_Directive A_: List every alternative use of the funds and communal work that the theological triage essay says could have replaced the Siyum HaShas effort.
_Directive B_: Reproduce the part of the theological triage essay that begins with the words "The effort was" and ends after the words "its tzedakah dollars?".

_Exercise passage_:
-------

Klal Perspectives, A Review of Kiruv

To read this issue’s questions, CLICK HERE.

Theological Triage: When the Immeasurable Needs to be Measured

AT TIMES, KIRUV HAS FLOURISHED with minimal expenditure or strain on communal resources by maximizing the value of an engaged Orthodox community. But this approach has its limits. It requires an army of committed community members to maintain long-term relationships, shepherding the searching Jew through the process of return. It requires know-how as well as openness on the part of the community to engage a world beyond their personal comfort zone. There can be perhaps hundreds of families that will undertake such an effort, resulting in hundreds of new baalei teshuva – but over the slow-paced course of many years. From motivational pastoral rabbis and rebbetzins to welcoming neighbors and understanding day schools, our communities can and should be an inviting environment for hundreds of searching couples in the years ahead.

But as we revel in many meaningful moments of success, the reality is that we are rapidly losing Jews to assimilation and intermarriage at a rate that demands a far greater response. While the problems are not new, a renewed effort has unfolded in recent years to reinvigorate campus and young professional outreach and create new beachheads of opportunity to engage the searching Jew. Instead of following conventional and rather slow-paced communal engagement, these efforts implement far more intensive, experiential modalities with the potential to play a significant role in reshaping Jewish life.

One thing is certain: whether the focus is on college students and young professionals or on other segments of the community, the allocation of communal resources requires responsible strategies and thoughtful cost/benefit analysis. At the historic Siyum HaShas celebration at MetLife Stadium last August, there were 2,000 non-observant, college-aged students and young professionals attending, who merited a special welcome, heralded as the “Not Yet Ba’alei Teshuva.”Likely lost on most in the crowd, however, were the elaborate efforts and the substantial resources that were invested in bringing these “Not Yet Ba’alei Teshuva” to such an event.

First, it required a coordinated effort by numerous kiruv organizations around the globe. Second, apart from the cost of attendance and transportation, a pre-siyum event for these young people was hosted at a nearby hotel. The participants enjoyed a light meal while listening to inspiring speakers, and then broke into groups for a learning session before being bused over to the stadium.

The effort was actually a reflection of years of relationship building, hundreds of hours of work on this project, inspired marketing and a budget of over $30,000. While many of the participants thoroughly enjoyed the event, the question begs to be asked: Was this effort a sound use of tzedakah funds and communal resources?

No doubt, a significant minority of the attendees will ultimately become shomrei Torah umitzvos. Yet, these same funds and hours of communal work could have been directed to feeding needy families, helping marry off orphans, contributing to the salaries of unpaid Jewish educators, or adding an after-school program in an enriched yeshiva environment. I call this dilemma theological triage. Where should the community be directing its tzedakah dollars?

-------

_Extracted entries_:
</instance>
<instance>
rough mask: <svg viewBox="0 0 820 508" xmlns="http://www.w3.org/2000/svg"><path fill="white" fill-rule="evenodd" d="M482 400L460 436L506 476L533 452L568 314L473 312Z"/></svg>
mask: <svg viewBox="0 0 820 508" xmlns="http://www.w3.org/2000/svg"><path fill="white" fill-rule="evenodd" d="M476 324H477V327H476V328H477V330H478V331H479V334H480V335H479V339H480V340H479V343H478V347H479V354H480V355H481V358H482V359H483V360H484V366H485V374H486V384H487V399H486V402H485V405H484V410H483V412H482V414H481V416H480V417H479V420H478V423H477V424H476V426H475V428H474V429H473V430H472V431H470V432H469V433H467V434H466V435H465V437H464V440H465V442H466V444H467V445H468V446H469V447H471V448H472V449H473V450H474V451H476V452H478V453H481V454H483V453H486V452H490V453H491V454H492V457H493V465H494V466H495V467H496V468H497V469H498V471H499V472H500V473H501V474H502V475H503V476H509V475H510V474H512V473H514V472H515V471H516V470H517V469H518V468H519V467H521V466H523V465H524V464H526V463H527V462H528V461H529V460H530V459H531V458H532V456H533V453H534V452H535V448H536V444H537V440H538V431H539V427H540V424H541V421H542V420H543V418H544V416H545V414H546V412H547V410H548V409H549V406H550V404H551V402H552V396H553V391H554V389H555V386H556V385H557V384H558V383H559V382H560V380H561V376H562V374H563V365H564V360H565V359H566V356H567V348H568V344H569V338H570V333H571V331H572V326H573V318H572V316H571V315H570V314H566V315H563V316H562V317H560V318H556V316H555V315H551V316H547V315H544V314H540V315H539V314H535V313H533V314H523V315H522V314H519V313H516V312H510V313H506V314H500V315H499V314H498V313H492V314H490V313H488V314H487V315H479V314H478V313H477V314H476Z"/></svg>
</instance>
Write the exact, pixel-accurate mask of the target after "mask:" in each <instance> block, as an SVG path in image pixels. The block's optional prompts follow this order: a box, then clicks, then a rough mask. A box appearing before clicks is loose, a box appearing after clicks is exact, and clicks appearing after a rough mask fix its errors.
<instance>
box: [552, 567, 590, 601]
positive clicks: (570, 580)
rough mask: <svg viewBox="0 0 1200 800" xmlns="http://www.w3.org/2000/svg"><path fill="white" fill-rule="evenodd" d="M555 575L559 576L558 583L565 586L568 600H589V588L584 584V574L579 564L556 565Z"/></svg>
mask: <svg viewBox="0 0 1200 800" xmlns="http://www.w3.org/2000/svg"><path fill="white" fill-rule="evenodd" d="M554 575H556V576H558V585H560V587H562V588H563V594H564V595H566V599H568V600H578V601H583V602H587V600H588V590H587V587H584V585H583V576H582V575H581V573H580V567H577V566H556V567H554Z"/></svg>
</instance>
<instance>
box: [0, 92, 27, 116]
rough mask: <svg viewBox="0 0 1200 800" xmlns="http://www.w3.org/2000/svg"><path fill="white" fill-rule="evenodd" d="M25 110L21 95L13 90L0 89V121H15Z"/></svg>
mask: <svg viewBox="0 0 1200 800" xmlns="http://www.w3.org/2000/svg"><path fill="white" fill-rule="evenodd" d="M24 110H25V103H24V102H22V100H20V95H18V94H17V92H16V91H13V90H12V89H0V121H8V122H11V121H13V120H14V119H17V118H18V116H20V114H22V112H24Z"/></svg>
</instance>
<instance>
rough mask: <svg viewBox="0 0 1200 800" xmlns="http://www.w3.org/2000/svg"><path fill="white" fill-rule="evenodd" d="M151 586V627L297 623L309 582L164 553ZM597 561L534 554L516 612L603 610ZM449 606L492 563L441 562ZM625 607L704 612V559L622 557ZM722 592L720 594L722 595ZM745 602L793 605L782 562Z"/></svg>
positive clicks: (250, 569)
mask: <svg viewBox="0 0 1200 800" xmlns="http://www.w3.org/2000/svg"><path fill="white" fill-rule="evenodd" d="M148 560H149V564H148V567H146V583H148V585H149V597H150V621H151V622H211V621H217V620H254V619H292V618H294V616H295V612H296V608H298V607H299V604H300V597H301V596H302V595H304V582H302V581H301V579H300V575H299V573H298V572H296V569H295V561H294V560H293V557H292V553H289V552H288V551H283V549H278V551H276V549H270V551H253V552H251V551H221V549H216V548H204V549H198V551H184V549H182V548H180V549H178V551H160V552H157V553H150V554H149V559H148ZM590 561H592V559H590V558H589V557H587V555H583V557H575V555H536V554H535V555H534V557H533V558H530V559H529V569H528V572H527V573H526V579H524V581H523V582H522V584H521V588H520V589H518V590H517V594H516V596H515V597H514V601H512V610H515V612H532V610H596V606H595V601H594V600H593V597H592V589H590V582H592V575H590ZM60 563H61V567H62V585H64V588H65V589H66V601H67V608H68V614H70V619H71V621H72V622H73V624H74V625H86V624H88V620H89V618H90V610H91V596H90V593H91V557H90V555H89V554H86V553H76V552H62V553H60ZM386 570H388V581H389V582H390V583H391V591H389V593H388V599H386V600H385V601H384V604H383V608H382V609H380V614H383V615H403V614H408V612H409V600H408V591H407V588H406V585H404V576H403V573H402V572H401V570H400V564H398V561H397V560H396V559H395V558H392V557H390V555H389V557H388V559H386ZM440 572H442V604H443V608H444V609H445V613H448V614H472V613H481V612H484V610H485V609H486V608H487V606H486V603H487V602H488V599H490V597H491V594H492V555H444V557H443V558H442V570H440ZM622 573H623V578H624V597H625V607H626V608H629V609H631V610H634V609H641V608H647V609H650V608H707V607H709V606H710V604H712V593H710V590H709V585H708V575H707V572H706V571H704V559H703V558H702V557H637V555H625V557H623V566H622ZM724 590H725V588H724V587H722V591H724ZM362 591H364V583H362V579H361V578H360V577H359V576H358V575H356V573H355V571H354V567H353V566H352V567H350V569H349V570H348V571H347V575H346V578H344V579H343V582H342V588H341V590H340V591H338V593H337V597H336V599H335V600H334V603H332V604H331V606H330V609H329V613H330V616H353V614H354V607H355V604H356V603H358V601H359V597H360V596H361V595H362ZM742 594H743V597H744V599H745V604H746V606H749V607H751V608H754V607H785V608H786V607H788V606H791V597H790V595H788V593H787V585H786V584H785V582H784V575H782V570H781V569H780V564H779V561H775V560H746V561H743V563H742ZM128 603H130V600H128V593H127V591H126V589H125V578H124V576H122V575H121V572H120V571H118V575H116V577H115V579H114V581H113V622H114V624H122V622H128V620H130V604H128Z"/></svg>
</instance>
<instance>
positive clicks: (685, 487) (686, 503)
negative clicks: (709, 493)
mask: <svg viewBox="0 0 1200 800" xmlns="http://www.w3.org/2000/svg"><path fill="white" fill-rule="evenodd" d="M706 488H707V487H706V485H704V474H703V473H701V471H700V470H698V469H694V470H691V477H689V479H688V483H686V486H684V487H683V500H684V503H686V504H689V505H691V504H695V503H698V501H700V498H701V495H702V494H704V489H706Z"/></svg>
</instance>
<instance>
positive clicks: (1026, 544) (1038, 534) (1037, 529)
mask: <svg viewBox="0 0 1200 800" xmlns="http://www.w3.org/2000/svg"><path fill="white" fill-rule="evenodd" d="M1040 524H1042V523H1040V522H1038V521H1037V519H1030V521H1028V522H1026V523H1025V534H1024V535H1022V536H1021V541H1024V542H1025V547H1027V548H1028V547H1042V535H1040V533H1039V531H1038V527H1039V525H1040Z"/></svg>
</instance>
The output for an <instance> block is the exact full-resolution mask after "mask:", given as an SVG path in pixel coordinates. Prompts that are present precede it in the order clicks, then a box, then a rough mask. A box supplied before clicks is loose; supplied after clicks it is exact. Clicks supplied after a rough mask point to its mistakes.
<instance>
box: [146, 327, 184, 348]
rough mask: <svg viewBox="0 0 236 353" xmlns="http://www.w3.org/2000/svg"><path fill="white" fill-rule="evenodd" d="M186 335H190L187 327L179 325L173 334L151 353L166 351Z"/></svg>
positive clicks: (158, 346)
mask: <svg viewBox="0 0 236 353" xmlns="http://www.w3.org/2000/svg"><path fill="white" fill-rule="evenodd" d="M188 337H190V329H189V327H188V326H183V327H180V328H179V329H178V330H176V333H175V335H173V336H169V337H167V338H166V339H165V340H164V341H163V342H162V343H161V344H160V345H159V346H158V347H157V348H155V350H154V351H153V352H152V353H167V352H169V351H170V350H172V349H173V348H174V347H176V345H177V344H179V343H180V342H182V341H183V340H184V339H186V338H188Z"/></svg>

-------

_Response box A_:
- feeding needy families
- helping marry off orphans
- contributing to the salaries of unpaid Jewish educators
- adding an after-school program in an enriched yeshiva environment

_Response box B_:
The effort was actually a reflection of years of relationship building, hundreds of hours of work on this project, inspired marketing and a budget of over $30,000. While many of the participants thoroughly enjoyed the event, the question begs to be asked: Was this effort a sound use of tzedakah funds and communal resources?

No doubt, a significant minority of the attendees will ultimately become shomrei Torah umitzvos. Yet, these same funds and hours of communal work could have been directed to feeding needy families, helping marry off orphans, contributing to the salaries of unpaid Jewish educators, or adding an after-school program in an enriched yeshiva environment. I call this dilemma theological triage. Where should the community be directing its tzedakah dollars?